* TRECHO APRESENTADO *
OS “LIXÕES” DE MOSCOU E DE TODA A RÚSSIA

Lixões na Rússia

Até novembro de 1989, quem é um pouco mais velho se lembra bem disso, o mundo era divido em dois grandes blocos ideológicos e econômcos. O Ocidente, sob a liderança dos Estados Unidos, formava o chamado “Mundo Livre” dos capitalistas. O lado Oriental, sob o comando férreo da Rússia, formava o Bloco Comunista, também conhecido como a “Cortina de Ferro”.  

No dia 10 de novembro de 1989, um dos principais ícones do mundo comunista, o Muro de Berlim, caiu por terra. Construído às pressas em agosto de 1961, esse “muro” separou, física e metaforicamente, o mundo ao meio. Com pouco mais de 66 km de extensão entre trechos de muro e cerca metálica, essa passou a ser uma das fronteiras mais vigiadas do mundo. Além de uma altura de mais de 3 metros, o Muro de Berlim possuía 302 torres de observação, onde atiradores de elite tinham ordens para abater qualquer um que ousasse atravessar essa linha divisória do mundo. 

Com a acelerada decadência política e econômica na Rússia ao longo da década de 1980 e com os riscos cada vez menores de ocorrência da “Guerra Fria”, o Muro de Berlim passou a ser cada vez menos relevante. Pode-se até dizer que esse muro “caiu de podre” no final de 1989, quando começou um complicado e caro processo de reunificação da Alemanha. Os países “satélites” que formavam a antiga URSS – União das Repúblicas Socialistas Soviéticas, também foram obrigados a se abrir para o mundo e iniciar, cada um a seu próprio modo e tempo, um processo de independência e reconstrução. 

Comecei essa postagem citando esses fatos históricos para poder analisar uma série de problemas ambientais que assolam a Rússia na atualidade. Ao longo de todo o período em que vigorou o regime comunista no país (1917-1991), os inúmeros grupos étnicos que vivem no seu extenso território aprenderam a ser “surdos, cegos e mudos” em relação a tudo o que ocorria a sua volta. Os cidadãos recebiam as tarefas designadas pelos planejadores do Estado Central e cumpriam os seus deveres, por pior que fossem, sem reclamar ou questionar qualquer coisa.

* EXERCÍCIOS PROPOSTOS *
(A) Segundo o texto sobre os lixões da Rússia, quantas torres de observação tinha o Muro de Berlim?
(B) No texto sobre os lixões da Rússia, reescreva o trecho que vai de "Com a acelerada" até "independência e reconstrução.", inclusive, trocando "reunificação" por "unificação".
(C) Dê continuidade ao texto sobre os lixões de Moscou e da Rússia a partir da última frase apresentada.

Trechos de conjunto de dados de rotulagem de pontos:
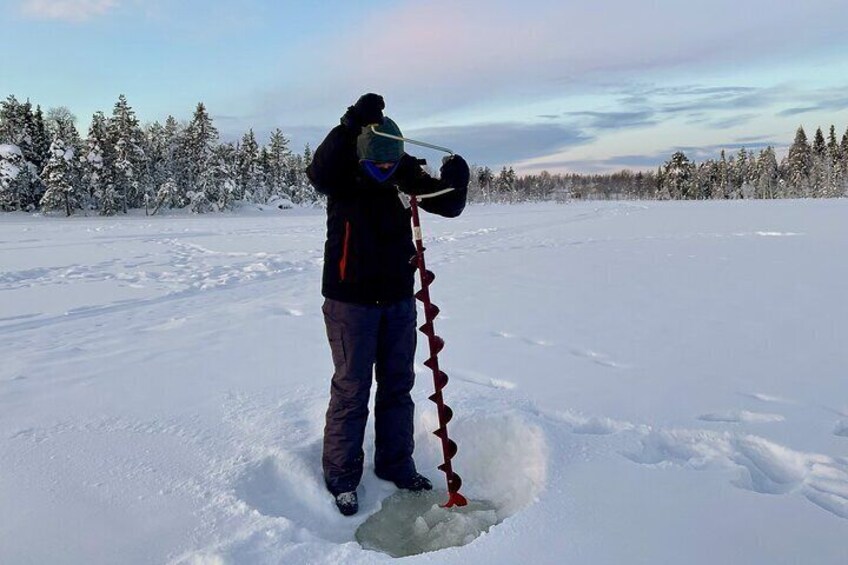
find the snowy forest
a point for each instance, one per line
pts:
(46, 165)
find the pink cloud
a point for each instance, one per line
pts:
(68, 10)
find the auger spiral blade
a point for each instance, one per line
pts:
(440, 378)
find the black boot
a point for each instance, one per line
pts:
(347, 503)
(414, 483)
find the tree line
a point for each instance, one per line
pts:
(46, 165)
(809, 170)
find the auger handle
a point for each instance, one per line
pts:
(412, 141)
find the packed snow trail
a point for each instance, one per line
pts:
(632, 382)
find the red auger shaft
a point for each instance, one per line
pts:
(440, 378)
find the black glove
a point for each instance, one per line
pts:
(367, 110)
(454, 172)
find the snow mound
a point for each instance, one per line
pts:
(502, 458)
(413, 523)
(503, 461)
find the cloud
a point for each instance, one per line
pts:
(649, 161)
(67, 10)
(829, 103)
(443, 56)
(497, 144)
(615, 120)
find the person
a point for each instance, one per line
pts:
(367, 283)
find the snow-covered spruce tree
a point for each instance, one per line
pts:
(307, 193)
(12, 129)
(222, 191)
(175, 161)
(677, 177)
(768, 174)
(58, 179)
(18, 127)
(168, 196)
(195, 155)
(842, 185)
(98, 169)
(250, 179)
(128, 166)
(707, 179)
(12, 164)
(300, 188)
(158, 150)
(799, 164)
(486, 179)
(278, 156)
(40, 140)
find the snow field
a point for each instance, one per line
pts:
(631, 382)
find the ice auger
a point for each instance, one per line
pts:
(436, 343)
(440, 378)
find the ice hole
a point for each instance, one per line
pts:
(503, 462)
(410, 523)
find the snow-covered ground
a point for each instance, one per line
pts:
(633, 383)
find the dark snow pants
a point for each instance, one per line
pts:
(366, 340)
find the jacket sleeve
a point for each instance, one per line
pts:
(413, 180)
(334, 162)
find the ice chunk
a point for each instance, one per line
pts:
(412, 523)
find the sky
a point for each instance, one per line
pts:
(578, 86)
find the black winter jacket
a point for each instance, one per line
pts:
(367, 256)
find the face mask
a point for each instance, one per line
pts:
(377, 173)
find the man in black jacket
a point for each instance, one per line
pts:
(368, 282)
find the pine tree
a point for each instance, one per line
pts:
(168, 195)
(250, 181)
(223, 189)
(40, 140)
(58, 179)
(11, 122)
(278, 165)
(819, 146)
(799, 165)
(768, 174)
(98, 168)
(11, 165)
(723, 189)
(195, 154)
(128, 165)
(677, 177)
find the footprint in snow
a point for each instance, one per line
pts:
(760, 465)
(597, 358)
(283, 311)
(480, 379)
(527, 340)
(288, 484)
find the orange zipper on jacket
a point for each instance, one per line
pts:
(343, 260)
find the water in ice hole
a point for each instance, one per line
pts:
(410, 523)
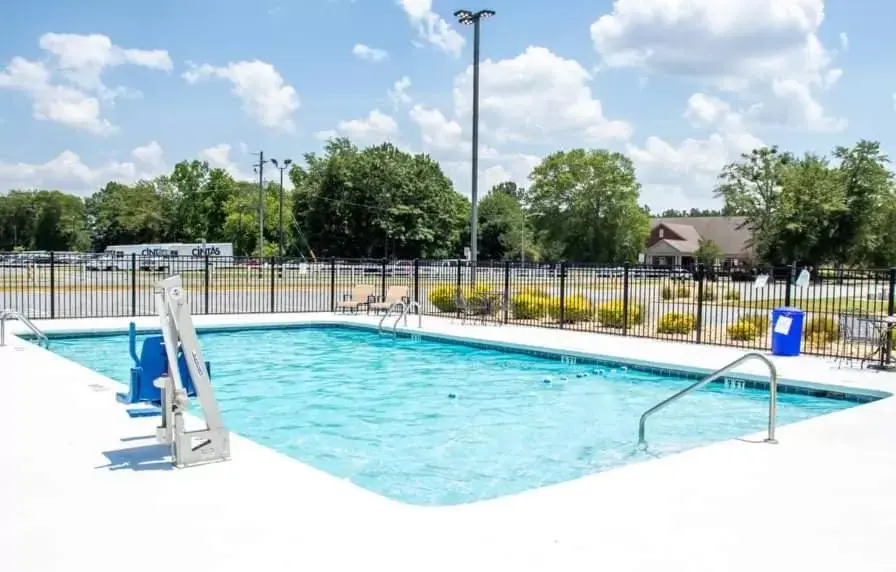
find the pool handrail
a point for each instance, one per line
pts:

* RESPOSTAS *
(A) O Muro de Berlim tinha 302 torres de observação.

(B)
Com a acelerada decadência política e econômica na Rússia ao longo da década de 1980 e com os riscos cada vez menores de ocorrência da “Guerra Fria”, o Muro de Berlim passou a ser cada vez menos relevante. Pode-se até dizer que esse muro “caiu de podre” no final de 1989, quando começou um complicado e caro processo de unificação da Alemanha. Os países “satélites” que formavam a antiga URSS – União das Repúblicas Socialistas Soviéticas, também foram obrigados a se abrir para o mundo e iniciar, cada um a seu próprio modo e tempo, um processo de independência e reconstrução.

(C)
Qualquer deslize ou pensamento diferente do era ditado pelo regime podia resultar em prisão, deportação ou desaparecimento puro e simples. Posso citar como exemplo os gulags, os grandes campos de prisioneiros nos confins das estepes russas. As estimativas falam de um total entre 3 e 10 milhões de prisioneiros entre os anos de 1930 e 1960. Algumas dessas prisões funcionaram até o colapso total da União Soviética em 1991 e dezenas de milhares de presos políticos nunca voltaram a ser vistos. 

Mesmo após a queda do regime comunista e de todas as mudanças políticas que a Rússia experimentou desde então, os “gatos escaldados” da sociedade mantiveram o mesmo comportamento de neutralidade dos velhos tempos. Sem qualquer tipo de oposição ou de protestos (o que até hoje ainda depende da solicitação de uma autorização juntos aos diversos níveis de Governo para serem realizados), os administradores públicos continuaram a executar suas atribuições à maneira que melhor lhes convinha, sem se preocupar com a vontade e os sonhos da população. 

Uma área da vida cotidiana dos russos em que essa falta de diálogo entre autoridades e cidadãos se mostra da maneira mais cruel é a coleta e a disposição dos resíduos sólidos nas cidades de toda a Rússia. Esse serviço é uma das atividades mais elementares de qualquer prefeitura pelo mundo a fora. Segundo estimativas feitas pelo Greenpeace, uma das maiores organizações ambientalistas do mundo, as cidades russas geram anualmente cerca de 70 milhões de toneladas de resíduos sólidos.

Esse volume aumentou cerca de 30% nos últimos 10 anos. Desse volume total de resíduos,  apenas 2% são incinerados e 7% passa por algum tipo de reciclagem. Todo o restante é despejado em inúmeros lixões a céu aberto espalhados pelo país. A trágica imagem que ilustra essa postagem mostra um urso polar vasculhando um lixão na Sibéria em busca de restos de comida.

Em Moscou, a maior cidade e capital do país, essa situação é trágica. São cerca de 11 milhões de toneladas po ano, o que equivale a 16% de todos os resíduos gerados na Rússia. O destino final de todo esse volume de materiais eram 40 lixões espalhados por toda a região periférica da Grande Moscou, onde os resíduos eram simplesmente jogados sem qualquer critério. Nos últimos anos, 24 desses lixões foram abandonados devido a saturação dos espaços, transformados em verdadeiras montanhas de lixo ao longo das décadas. 

Com 11 milhões de habitantes em seu território e com 16 milhões de pessoas vivendo na sua Região Metropolitana, Moscou está muito próxima em tamanho e população da Grande São Paulo. Para efeito de comparação, os paulistanos que vivem nas 39 cidades da Região Metropolitana geram cerca de 6 milhões de toneladas de resíduos por ano, onde perto de 95% tem como destino 13 aterros sanitários. Apesar de reciclarmos tão poucos resíduos como os russos, a nossa situação, muito longe da ideal é claro, é mais confortável aqui na Pauliceia do que em Moscou.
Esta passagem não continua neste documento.